Image-grounded pointing data
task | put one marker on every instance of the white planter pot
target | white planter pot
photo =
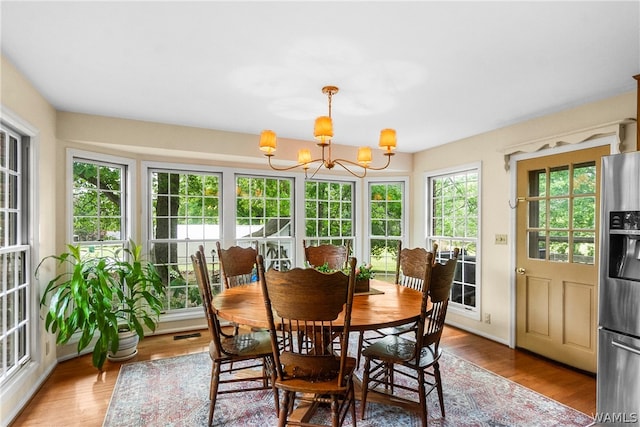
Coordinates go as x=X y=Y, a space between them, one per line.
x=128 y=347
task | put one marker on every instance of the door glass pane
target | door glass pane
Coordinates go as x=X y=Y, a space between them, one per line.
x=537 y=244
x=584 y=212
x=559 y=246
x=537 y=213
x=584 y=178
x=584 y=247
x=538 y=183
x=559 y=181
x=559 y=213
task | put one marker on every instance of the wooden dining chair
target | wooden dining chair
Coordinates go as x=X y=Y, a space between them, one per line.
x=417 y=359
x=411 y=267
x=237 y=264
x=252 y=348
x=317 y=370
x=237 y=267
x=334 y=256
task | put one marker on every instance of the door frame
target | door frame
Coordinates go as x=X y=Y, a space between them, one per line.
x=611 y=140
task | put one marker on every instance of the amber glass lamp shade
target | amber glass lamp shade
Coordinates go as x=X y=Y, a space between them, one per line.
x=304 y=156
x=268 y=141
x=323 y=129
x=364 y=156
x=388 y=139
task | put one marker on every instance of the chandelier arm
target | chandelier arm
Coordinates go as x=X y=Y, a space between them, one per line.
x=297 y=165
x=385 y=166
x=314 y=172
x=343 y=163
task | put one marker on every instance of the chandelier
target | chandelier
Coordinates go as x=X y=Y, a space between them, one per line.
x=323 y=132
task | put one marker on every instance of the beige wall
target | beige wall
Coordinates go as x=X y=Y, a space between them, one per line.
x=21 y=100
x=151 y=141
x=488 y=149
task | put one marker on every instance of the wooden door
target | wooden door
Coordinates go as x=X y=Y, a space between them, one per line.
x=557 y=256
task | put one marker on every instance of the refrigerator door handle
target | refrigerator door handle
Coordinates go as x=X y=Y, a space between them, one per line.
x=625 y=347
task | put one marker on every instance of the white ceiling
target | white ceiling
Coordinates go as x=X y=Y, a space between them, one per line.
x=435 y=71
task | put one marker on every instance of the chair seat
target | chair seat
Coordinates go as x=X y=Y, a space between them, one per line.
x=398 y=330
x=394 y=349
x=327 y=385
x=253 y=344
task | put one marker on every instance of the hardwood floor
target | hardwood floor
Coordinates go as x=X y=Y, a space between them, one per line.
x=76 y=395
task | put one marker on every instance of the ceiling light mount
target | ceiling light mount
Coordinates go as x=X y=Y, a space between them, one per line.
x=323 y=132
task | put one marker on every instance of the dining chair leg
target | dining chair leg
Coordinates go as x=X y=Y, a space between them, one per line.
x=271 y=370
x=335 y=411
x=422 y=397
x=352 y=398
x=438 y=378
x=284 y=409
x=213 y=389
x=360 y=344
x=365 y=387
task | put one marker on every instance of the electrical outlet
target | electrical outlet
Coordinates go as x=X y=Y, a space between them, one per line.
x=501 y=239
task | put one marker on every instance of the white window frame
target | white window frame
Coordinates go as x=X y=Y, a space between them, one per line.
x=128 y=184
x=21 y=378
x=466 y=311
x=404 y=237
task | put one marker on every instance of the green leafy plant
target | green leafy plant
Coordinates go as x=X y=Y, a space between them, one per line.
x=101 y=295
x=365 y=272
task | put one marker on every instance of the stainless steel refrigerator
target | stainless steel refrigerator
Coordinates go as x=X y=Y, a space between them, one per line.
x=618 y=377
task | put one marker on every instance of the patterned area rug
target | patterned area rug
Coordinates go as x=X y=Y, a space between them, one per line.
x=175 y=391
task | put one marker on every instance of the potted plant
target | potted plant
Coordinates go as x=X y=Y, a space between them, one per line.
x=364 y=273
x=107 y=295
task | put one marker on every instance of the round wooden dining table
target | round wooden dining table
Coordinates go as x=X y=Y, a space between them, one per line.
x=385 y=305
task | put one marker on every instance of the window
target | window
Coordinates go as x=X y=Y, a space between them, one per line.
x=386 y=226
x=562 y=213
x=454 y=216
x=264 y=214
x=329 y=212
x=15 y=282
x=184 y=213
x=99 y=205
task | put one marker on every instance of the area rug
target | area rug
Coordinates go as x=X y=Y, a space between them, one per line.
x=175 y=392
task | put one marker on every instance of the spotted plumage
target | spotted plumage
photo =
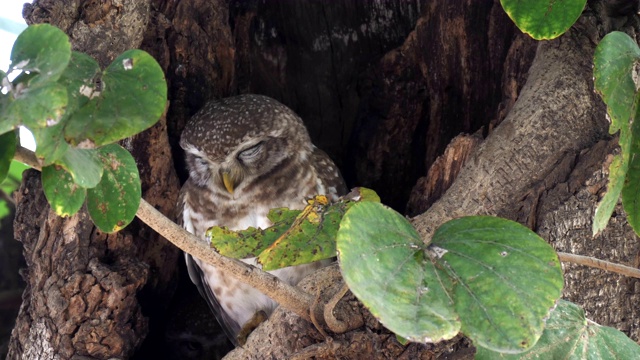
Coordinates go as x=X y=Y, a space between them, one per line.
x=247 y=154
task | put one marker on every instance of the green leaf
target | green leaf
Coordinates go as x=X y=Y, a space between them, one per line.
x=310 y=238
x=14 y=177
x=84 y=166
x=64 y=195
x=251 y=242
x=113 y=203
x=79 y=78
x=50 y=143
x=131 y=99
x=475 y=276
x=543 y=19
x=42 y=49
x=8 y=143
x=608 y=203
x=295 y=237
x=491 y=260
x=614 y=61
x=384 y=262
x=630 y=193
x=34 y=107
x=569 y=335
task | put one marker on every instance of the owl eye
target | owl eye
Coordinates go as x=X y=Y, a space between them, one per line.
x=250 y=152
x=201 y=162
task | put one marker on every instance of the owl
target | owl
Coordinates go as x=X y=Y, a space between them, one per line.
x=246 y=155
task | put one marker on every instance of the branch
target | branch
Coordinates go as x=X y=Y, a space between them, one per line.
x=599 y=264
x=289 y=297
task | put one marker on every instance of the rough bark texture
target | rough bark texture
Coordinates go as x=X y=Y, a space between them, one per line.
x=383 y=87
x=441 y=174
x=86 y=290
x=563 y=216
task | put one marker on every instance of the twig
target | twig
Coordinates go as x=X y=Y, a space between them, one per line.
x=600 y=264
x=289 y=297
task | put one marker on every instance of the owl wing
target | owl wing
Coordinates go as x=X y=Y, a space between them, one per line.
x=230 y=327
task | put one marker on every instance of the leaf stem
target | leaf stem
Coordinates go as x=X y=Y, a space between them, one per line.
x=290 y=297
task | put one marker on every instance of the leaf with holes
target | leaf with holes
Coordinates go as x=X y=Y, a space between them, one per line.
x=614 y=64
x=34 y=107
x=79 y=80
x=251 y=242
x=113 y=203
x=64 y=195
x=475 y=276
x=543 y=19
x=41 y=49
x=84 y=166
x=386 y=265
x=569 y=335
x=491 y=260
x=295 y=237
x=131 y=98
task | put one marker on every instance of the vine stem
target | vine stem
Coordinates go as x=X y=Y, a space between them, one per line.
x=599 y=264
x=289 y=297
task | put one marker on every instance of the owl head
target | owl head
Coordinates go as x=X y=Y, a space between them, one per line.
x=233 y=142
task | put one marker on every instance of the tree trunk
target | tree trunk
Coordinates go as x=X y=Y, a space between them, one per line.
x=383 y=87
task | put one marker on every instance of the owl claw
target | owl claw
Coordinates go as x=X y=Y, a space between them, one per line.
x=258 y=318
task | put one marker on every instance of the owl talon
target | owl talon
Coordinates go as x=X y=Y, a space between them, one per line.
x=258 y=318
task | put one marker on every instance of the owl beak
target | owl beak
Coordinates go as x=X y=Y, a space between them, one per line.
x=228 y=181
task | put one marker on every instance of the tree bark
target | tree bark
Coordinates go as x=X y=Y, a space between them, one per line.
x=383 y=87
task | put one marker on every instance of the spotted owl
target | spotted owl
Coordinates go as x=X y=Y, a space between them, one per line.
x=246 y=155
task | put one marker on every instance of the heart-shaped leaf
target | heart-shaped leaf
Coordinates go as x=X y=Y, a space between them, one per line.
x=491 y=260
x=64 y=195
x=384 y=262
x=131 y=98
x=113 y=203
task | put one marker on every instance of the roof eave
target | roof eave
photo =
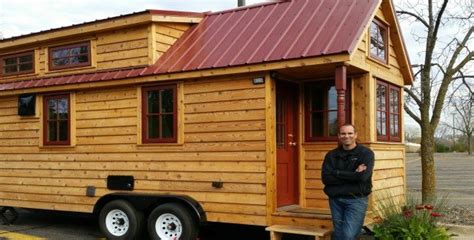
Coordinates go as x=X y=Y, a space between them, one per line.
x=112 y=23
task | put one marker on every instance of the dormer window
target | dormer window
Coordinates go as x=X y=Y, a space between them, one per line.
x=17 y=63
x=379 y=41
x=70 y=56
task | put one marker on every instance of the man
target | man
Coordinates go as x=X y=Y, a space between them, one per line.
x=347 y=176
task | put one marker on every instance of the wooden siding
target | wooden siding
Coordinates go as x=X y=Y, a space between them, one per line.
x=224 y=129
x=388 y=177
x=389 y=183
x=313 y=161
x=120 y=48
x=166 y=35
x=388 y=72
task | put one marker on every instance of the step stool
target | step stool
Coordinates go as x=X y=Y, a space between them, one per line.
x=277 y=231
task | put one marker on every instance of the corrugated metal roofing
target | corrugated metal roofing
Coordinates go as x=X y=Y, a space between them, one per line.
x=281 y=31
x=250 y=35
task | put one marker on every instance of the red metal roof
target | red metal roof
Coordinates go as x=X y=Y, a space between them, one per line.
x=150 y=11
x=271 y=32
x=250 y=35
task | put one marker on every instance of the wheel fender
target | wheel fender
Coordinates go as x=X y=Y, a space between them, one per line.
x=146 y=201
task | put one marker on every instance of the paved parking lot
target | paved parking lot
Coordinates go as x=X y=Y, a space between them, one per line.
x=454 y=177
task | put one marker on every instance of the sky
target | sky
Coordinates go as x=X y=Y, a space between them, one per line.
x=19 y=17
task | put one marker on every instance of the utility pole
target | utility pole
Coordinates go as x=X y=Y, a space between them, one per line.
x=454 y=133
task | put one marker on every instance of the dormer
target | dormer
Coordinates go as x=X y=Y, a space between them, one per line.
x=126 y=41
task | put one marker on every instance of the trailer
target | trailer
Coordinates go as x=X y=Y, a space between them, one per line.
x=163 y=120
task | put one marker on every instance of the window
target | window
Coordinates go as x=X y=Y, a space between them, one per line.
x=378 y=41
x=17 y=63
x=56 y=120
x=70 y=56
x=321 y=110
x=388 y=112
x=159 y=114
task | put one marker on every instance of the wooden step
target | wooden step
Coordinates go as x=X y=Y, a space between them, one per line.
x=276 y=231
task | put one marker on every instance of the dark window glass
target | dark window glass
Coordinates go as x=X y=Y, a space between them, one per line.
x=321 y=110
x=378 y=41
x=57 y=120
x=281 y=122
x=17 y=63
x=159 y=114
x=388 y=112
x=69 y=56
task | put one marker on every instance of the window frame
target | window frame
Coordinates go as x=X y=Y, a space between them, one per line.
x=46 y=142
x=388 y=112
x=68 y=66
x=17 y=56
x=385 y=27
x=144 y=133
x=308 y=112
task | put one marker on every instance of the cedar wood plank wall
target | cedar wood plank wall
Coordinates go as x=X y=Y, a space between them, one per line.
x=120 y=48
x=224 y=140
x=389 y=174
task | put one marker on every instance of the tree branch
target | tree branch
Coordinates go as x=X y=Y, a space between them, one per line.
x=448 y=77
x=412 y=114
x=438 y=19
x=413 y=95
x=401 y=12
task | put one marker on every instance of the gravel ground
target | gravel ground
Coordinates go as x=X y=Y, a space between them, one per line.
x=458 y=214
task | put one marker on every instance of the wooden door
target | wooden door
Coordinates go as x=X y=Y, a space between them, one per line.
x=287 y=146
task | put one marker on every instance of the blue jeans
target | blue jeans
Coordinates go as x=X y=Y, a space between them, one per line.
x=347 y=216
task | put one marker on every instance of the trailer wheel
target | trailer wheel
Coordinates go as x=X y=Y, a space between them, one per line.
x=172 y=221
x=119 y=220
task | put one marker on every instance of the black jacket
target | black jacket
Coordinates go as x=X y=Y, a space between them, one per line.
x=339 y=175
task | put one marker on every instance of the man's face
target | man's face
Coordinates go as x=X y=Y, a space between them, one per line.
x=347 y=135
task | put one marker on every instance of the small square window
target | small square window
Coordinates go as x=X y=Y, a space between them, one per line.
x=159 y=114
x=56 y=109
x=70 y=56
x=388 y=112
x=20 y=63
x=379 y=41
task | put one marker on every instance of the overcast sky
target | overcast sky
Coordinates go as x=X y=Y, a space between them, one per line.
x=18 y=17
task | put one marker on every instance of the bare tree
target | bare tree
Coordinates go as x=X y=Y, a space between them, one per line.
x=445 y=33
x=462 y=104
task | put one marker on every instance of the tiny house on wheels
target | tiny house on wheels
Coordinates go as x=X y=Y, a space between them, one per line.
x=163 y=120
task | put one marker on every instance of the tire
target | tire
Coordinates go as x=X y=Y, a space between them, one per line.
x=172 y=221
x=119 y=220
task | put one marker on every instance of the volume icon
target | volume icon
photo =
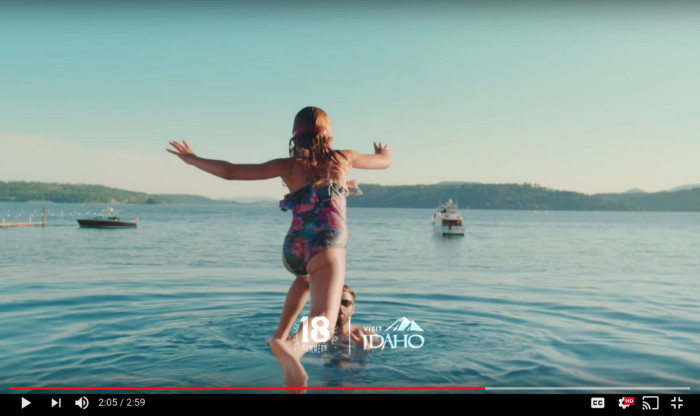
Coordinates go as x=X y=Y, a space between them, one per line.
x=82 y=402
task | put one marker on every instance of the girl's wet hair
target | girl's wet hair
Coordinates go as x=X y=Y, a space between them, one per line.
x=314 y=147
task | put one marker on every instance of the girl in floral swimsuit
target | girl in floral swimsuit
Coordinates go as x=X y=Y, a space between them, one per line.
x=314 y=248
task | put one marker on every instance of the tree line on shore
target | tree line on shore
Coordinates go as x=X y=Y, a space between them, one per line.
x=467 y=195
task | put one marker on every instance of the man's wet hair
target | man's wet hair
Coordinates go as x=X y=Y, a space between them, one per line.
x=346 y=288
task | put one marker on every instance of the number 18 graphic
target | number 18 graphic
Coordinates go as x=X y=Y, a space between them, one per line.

* REQUIRED WORK: Using the records above, return verbatim only the part that opens with the line containing "target | tire" and closes with the line containing "target | girl's wet hair"; pictures stay out.

* FINAL ANSWER:
target | tire
Coordinates go as x=X y=Y, a space between them, one per line.
x=172 y=221
x=119 y=220
task | put one marker on every instance of the volume icon
target | volume icon
photo =
Coordinates go as x=X y=Y, a space between them, one per line.
x=82 y=402
task | put one marker on every instance of the girl's wet hair
target | girl's wet hair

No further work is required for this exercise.